_YOUR OBJECTIVE:_ Reproduce the lines of the records below verbatim, starting with the line that contains "For the benchmark, mark every instance of the gloved hand" and continuing through the final line of the records, with both ends included.

Location annotation dataset excerpts

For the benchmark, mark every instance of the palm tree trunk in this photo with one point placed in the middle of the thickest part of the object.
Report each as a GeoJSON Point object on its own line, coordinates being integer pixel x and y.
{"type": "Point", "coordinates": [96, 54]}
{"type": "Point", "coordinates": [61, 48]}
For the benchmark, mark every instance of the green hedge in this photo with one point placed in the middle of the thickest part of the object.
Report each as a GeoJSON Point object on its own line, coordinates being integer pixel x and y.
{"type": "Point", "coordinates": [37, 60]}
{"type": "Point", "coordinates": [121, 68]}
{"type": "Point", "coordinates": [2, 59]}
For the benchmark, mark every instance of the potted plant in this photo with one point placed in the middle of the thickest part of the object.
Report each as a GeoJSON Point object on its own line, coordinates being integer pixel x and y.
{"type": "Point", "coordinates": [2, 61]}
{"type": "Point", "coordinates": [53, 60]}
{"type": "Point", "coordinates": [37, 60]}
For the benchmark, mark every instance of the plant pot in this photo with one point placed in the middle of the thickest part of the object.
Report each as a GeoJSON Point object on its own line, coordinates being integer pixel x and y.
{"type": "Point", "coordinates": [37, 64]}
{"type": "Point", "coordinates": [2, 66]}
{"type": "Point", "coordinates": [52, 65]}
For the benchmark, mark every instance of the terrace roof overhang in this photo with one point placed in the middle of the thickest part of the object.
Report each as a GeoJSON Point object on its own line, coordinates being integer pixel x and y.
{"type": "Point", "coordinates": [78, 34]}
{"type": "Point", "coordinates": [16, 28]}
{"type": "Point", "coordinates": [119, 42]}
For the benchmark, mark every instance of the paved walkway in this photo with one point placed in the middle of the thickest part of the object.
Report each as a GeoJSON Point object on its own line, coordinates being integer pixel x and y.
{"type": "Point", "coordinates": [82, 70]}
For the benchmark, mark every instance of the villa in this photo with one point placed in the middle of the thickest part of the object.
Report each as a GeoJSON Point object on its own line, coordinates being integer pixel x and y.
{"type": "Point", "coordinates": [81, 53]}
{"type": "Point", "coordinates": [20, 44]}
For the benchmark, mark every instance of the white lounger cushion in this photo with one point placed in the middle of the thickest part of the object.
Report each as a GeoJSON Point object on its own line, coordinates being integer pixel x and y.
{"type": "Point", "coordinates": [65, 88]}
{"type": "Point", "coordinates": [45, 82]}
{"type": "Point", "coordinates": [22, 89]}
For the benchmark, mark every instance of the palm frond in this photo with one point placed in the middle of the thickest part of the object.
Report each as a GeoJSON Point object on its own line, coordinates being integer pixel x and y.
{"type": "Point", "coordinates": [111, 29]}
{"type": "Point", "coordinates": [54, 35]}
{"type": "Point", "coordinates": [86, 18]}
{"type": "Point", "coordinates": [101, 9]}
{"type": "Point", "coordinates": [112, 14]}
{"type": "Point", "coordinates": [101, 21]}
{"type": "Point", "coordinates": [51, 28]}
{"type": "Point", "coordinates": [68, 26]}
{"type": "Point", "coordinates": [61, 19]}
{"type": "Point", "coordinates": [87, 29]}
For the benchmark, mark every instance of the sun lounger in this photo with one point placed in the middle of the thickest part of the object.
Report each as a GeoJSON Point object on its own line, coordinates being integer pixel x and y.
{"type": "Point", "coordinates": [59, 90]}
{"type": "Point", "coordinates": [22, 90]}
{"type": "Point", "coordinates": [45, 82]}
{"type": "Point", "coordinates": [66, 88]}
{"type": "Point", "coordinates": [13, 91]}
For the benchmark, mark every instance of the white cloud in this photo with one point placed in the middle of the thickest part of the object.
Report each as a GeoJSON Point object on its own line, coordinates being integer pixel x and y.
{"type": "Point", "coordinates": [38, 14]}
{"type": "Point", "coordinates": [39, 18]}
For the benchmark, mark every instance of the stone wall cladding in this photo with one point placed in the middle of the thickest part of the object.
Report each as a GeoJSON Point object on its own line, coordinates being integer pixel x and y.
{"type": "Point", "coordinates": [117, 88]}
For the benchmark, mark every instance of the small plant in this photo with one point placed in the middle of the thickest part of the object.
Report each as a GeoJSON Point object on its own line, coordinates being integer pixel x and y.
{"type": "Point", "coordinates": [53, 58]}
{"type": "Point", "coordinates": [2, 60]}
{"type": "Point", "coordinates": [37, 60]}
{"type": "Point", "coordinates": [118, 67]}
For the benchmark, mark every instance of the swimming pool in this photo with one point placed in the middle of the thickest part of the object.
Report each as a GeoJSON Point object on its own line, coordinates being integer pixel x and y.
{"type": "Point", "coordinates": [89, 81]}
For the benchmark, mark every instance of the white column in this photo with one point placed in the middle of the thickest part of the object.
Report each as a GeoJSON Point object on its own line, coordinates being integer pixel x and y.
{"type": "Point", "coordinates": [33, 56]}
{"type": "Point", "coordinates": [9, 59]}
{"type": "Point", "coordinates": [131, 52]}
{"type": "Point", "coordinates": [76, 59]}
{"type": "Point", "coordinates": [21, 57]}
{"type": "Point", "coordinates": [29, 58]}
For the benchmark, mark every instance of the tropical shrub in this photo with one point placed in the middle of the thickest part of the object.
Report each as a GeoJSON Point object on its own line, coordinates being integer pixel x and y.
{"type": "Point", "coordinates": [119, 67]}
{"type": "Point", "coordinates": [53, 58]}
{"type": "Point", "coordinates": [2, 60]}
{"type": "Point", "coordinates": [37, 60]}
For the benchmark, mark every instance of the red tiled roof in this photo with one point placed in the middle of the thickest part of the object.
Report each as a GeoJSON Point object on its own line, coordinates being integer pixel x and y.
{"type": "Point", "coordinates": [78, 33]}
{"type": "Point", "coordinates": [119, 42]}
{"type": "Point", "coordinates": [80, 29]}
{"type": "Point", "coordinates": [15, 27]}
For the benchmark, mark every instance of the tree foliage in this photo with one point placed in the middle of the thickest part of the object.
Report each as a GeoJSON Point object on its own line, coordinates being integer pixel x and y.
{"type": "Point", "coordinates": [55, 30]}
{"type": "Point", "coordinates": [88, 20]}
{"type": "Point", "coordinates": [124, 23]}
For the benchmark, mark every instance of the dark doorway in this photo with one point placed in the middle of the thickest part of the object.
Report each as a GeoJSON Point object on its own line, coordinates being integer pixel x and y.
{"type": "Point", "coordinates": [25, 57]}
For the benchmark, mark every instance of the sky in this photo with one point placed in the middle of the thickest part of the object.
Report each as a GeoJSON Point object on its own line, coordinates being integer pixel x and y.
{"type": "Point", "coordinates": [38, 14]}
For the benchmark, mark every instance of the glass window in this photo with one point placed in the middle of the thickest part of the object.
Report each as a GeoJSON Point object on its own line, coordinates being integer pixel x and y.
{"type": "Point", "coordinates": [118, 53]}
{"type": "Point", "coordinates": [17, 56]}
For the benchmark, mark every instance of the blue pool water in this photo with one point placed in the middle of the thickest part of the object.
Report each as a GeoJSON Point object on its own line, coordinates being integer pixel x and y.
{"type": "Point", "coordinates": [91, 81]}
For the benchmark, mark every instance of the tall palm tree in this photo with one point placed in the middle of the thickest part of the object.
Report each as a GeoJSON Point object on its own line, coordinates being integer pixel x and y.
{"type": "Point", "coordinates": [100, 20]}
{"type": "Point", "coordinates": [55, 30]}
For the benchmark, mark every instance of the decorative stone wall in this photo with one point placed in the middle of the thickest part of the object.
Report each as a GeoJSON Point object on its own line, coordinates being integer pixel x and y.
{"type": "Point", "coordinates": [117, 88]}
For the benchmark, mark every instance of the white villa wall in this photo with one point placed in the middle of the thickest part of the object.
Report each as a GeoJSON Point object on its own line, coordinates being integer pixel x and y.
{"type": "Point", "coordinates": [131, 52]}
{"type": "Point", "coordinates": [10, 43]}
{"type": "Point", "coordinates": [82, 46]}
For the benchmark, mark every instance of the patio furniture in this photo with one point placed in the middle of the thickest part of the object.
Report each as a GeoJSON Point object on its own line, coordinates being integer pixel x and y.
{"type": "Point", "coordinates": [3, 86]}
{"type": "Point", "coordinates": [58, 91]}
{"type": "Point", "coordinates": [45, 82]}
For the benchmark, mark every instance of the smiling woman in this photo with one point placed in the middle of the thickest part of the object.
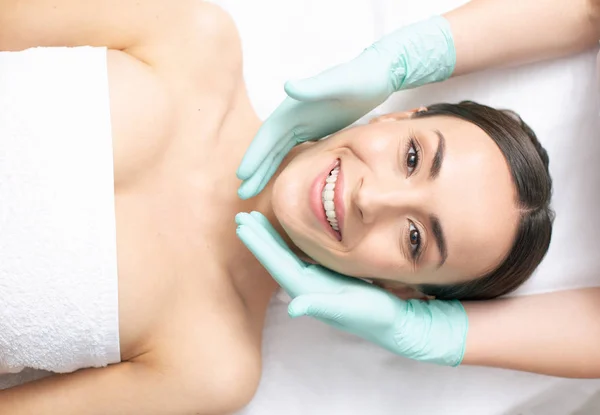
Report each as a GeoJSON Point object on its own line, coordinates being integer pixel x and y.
{"type": "Point", "coordinates": [452, 200]}
{"type": "Point", "coordinates": [430, 197]}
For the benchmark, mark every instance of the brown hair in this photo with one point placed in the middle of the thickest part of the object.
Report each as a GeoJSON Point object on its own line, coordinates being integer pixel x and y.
{"type": "Point", "coordinates": [528, 163]}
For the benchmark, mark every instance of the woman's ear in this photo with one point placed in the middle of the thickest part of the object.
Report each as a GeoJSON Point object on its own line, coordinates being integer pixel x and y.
{"type": "Point", "coordinates": [397, 116]}
{"type": "Point", "coordinates": [402, 291]}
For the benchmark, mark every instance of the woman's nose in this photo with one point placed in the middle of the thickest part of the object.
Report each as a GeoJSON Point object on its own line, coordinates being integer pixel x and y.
{"type": "Point", "coordinates": [385, 198]}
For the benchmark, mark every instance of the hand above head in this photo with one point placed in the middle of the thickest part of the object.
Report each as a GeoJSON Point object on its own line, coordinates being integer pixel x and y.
{"type": "Point", "coordinates": [316, 107]}
{"type": "Point", "coordinates": [432, 331]}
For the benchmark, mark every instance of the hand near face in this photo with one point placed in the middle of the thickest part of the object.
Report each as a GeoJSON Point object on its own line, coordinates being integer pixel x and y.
{"type": "Point", "coordinates": [431, 331]}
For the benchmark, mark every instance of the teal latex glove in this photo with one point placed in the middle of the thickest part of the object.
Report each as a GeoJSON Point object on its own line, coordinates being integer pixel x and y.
{"type": "Point", "coordinates": [431, 331]}
{"type": "Point", "coordinates": [412, 56]}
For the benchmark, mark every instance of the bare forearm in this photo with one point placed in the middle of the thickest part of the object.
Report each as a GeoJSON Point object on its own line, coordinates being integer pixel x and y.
{"type": "Point", "coordinates": [556, 334]}
{"type": "Point", "coordinates": [490, 33]}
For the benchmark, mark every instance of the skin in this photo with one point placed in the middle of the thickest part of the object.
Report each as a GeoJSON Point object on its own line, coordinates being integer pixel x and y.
{"type": "Point", "coordinates": [385, 198]}
{"type": "Point", "coordinates": [181, 122]}
{"type": "Point", "coordinates": [192, 298]}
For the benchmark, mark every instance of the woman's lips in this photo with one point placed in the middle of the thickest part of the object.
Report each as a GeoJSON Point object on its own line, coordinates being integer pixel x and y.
{"type": "Point", "coordinates": [316, 205]}
{"type": "Point", "coordinates": [338, 200]}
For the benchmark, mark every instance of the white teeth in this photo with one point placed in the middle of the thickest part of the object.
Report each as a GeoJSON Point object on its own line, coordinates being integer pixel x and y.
{"type": "Point", "coordinates": [328, 197]}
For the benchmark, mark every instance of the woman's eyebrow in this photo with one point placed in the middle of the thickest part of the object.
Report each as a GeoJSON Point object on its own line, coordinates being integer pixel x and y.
{"type": "Point", "coordinates": [440, 240]}
{"type": "Point", "coordinates": [438, 158]}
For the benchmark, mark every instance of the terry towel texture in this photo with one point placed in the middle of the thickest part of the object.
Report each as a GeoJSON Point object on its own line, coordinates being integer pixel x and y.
{"type": "Point", "coordinates": [58, 264]}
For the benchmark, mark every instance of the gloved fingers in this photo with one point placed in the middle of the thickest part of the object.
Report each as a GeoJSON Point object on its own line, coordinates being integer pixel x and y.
{"type": "Point", "coordinates": [331, 307]}
{"type": "Point", "coordinates": [271, 133]}
{"type": "Point", "coordinates": [277, 258]}
{"type": "Point", "coordinates": [259, 179]}
{"type": "Point", "coordinates": [327, 85]}
{"type": "Point", "coordinates": [287, 145]}
{"type": "Point", "coordinates": [264, 222]}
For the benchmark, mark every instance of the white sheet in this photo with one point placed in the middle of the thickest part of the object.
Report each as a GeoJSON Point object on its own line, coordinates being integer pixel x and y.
{"type": "Point", "coordinates": [310, 368]}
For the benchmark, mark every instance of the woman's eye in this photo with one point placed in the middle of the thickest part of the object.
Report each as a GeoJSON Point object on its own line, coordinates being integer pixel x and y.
{"type": "Point", "coordinates": [412, 158]}
{"type": "Point", "coordinates": [414, 238]}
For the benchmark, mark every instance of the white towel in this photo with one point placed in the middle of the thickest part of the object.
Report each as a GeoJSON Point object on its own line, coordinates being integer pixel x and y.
{"type": "Point", "coordinates": [58, 269]}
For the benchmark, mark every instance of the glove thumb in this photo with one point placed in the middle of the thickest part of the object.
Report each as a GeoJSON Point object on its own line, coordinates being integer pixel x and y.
{"type": "Point", "coordinates": [321, 306]}
{"type": "Point", "coordinates": [324, 86]}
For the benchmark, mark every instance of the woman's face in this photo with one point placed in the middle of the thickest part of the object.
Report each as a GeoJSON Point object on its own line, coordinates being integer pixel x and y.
{"type": "Point", "coordinates": [420, 201]}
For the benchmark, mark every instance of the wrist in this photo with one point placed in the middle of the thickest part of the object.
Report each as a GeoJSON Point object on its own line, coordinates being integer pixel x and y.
{"type": "Point", "coordinates": [422, 53]}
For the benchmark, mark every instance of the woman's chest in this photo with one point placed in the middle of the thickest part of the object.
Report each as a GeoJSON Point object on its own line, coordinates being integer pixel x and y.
{"type": "Point", "coordinates": [175, 202]}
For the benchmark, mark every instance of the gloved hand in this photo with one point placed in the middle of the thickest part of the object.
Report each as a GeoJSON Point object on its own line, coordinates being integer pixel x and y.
{"type": "Point", "coordinates": [316, 107]}
{"type": "Point", "coordinates": [431, 331]}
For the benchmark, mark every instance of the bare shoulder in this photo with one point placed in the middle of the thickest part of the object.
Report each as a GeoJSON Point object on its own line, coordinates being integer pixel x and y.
{"type": "Point", "coordinates": [141, 115]}
{"type": "Point", "coordinates": [199, 36]}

_TASK SOLUTION:_
For the benchmark, mark every instance of the gloved hand in this photo with one point placed in the middle of the thickest part of the object.
Report each as a GeoJSON Point object on its own line, coordinates being integer pixel x and y.
{"type": "Point", "coordinates": [316, 107]}
{"type": "Point", "coordinates": [431, 331]}
For the benchmark, mark every instance of the bare shoulder in this photo with one point placed in the middle of the thickest part of the object.
Report each as a GeoJSON Point object on its own line, coordinates being integer pixel x and y.
{"type": "Point", "coordinates": [141, 115]}
{"type": "Point", "coordinates": [199, 36]}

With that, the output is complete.